Could you write out all the lines below again, requests included, but shift every x and y coordinate in the answer points up by 146, leaving the numbers in the requests and their sample formats unchanged?

>>>>

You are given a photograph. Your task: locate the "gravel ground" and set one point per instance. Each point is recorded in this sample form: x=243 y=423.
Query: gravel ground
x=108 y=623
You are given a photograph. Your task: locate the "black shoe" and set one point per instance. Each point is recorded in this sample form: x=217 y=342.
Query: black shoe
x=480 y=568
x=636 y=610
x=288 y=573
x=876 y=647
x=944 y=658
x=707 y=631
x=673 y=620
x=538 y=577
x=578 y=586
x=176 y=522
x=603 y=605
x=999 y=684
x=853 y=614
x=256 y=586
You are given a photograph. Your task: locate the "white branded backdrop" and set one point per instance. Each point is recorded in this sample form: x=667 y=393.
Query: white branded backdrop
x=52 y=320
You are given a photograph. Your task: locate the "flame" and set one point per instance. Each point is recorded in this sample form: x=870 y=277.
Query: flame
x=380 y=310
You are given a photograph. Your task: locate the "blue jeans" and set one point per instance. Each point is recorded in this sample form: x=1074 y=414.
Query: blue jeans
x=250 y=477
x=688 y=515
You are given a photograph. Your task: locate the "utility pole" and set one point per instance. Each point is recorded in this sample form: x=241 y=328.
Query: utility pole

<<<<

**RESULT FOR THIS TASK**.
You are given a photograph. Your task: locate the "gravel ground" and set one point per instance. Each point is recorded in this sample form: x=243 y=423.
Query: gravel ground
x=254 y=769
You are given a photograph. Your task: locate the "black shoe" and set one point per instance. Each point is recorded in this sample form: x=217 y=342.
Query: black shoe
x=626 y=714
x=782 y=756
x=434 y=719
x=1022 y=793
x=1090 y=804
x=853 y=777
x=819 y=766
x=684 y=723
x=724 y=732
x=322 y=668
x=749 y=751
x=1145 y=830
x=999 y=760
x=402 y=732
You are given a photograph. Your task: locate the "white branded backdrop" and set one point per instance. Each point is recorded in this sample form: x=667 y=393.
Query: white branded backdrop
x=198 y=466
You are given a photograph. Your task: locate the "flame" and set one point per instance. Each point is recorded in this sample form: x=870 y=277.
Query: flame
x=526 y=456
You are given a photograph. Your task: locate the "blue jeans" and set one point per instance. Each point is recorded in this sample form: x=1074 y=414.
Query: blue jeans
x=396 y=623
x=834 y=661
You are given a photograph. Your task: locate the "utility pole" and set one point per instance. Each point is recorded in this sample form: x=241 y=328.
Query: utility pole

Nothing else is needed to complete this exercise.